# Point annotation records
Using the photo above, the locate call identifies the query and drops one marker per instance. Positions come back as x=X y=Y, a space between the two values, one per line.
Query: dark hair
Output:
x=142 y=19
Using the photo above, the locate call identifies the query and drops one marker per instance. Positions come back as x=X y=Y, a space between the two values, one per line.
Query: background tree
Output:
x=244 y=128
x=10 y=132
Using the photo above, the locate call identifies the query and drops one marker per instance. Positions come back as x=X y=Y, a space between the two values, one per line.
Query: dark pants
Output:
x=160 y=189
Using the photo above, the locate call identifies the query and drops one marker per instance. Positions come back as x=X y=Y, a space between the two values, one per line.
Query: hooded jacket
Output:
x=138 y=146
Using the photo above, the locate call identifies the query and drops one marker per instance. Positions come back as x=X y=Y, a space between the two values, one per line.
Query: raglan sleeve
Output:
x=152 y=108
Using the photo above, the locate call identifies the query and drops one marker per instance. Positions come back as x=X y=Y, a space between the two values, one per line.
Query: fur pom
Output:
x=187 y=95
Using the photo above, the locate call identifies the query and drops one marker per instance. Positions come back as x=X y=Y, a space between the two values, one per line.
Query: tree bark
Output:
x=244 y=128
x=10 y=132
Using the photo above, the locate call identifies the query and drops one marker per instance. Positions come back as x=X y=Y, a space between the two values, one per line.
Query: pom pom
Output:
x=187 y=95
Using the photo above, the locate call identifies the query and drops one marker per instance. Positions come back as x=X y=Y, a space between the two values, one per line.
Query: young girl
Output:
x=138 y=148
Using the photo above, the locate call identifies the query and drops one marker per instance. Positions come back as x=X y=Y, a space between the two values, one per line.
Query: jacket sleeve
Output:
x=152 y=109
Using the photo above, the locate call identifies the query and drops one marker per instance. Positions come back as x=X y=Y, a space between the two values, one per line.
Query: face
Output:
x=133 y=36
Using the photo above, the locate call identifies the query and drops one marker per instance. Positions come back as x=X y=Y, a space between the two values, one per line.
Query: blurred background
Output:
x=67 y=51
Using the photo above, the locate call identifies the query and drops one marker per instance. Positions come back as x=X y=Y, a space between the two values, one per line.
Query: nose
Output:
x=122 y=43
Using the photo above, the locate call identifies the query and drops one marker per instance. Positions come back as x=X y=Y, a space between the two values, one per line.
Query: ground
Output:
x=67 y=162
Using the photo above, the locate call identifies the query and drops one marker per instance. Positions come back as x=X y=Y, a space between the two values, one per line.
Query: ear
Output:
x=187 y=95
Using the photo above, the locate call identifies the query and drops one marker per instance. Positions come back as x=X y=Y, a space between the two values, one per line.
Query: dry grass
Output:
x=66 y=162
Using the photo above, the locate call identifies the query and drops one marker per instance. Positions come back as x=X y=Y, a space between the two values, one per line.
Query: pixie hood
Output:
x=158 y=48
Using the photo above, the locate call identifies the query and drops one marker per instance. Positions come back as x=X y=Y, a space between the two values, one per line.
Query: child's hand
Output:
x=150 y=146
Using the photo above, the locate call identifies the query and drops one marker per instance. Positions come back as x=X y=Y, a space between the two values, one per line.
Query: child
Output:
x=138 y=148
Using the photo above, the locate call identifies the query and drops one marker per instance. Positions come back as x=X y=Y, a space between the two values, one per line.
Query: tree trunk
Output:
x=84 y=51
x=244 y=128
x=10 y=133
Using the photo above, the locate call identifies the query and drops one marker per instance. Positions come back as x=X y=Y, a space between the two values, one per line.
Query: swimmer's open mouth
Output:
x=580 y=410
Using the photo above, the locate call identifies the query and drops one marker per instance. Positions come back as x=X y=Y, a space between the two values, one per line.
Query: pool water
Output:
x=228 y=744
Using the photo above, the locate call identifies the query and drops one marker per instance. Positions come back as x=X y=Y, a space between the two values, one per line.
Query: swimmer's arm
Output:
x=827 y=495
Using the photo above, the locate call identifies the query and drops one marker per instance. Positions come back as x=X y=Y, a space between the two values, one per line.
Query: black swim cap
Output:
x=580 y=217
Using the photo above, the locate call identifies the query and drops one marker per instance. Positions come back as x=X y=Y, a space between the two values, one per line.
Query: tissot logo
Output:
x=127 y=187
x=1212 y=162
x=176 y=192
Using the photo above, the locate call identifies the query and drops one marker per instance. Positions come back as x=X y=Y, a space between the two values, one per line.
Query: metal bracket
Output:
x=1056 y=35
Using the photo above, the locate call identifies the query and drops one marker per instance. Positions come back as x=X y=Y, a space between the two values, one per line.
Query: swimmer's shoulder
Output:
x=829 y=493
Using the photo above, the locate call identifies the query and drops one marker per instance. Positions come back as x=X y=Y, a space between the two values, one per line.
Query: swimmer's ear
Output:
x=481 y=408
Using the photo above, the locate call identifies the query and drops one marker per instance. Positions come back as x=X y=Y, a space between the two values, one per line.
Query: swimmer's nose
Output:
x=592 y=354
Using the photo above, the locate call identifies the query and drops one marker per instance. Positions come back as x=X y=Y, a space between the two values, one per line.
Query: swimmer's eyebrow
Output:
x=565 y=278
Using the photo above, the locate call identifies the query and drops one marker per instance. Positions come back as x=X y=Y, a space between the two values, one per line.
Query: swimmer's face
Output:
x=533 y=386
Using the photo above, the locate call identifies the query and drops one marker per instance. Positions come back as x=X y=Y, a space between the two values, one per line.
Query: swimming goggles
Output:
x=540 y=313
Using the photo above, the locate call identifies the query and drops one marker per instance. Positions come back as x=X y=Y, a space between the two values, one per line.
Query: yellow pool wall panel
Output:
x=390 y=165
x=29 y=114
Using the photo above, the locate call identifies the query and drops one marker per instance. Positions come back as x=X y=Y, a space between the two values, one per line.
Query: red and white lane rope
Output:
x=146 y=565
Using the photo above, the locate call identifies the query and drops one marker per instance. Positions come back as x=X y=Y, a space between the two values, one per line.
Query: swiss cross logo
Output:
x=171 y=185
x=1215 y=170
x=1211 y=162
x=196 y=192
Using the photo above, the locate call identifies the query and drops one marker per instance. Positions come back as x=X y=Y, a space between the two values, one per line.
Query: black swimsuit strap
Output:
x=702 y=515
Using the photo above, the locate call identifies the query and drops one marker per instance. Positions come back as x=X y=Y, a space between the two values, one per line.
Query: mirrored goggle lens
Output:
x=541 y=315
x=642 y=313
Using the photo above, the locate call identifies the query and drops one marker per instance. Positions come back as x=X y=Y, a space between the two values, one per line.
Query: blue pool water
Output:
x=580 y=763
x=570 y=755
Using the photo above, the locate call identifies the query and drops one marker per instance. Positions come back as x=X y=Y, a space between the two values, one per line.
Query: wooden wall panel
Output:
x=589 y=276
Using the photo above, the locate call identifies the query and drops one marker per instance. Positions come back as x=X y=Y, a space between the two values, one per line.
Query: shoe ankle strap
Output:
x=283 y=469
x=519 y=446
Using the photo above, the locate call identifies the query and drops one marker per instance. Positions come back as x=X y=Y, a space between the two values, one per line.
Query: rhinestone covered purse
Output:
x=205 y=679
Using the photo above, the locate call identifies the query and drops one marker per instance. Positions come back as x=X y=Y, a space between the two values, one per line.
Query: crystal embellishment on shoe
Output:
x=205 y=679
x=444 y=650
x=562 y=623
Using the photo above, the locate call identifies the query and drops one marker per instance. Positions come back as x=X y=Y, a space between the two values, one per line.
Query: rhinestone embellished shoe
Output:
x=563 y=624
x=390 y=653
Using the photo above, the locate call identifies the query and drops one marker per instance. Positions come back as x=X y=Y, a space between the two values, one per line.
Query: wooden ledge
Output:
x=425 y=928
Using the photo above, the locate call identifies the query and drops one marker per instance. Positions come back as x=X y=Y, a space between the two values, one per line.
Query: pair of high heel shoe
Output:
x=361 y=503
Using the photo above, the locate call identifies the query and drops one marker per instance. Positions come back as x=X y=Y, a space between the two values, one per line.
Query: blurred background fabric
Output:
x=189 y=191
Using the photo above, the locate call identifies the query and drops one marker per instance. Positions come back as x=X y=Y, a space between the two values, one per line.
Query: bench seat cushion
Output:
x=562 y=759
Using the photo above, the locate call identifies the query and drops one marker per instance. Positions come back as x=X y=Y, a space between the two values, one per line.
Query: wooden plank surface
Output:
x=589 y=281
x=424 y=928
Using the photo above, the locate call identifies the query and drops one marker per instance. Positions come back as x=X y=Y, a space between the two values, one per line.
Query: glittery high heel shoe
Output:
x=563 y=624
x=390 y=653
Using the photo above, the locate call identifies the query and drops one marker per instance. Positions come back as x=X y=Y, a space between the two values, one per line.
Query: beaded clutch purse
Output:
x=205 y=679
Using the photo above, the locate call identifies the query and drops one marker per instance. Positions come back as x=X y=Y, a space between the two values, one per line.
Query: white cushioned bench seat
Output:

# The task
Copy the lines from the first one through the line containing "x=160 y=189", both included, leaving every line unchanged except the coordinates in the answers. Multiply each of those coordinates by 1.35 and round it to a whole number, rounding halves up.

# Finished exercise
Using the photo above, the locate call identifies the query and drops one marker per instance. Positions come back as x=X y=Y, a space between the two values, one per line.
Query: dark hair
Output:
x=192 y=26
Using the photo above, the locate call identifies the query and drops one marker per instance. Positions come back as x=X y=Y, a space between the two values, one per line.
Query: background tree
Output:
x=329 y=173
x=14 y=178
Using the photo above, the locate call identifies the query and drops one marker per instance. Positions come back as x=X y=Y, a space between the two values, one per line.
Query: dark pants
Output:
x=216 y=255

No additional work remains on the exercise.